EXERCISE GOAL
Where the string "Query" appears in a line of the data, show that line.

MATERIAL PROVIDED

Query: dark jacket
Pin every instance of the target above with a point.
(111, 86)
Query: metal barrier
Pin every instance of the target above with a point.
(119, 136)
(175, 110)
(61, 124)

RESPONSE TO THE TASK
Query: dark jacket
Query: metal barrier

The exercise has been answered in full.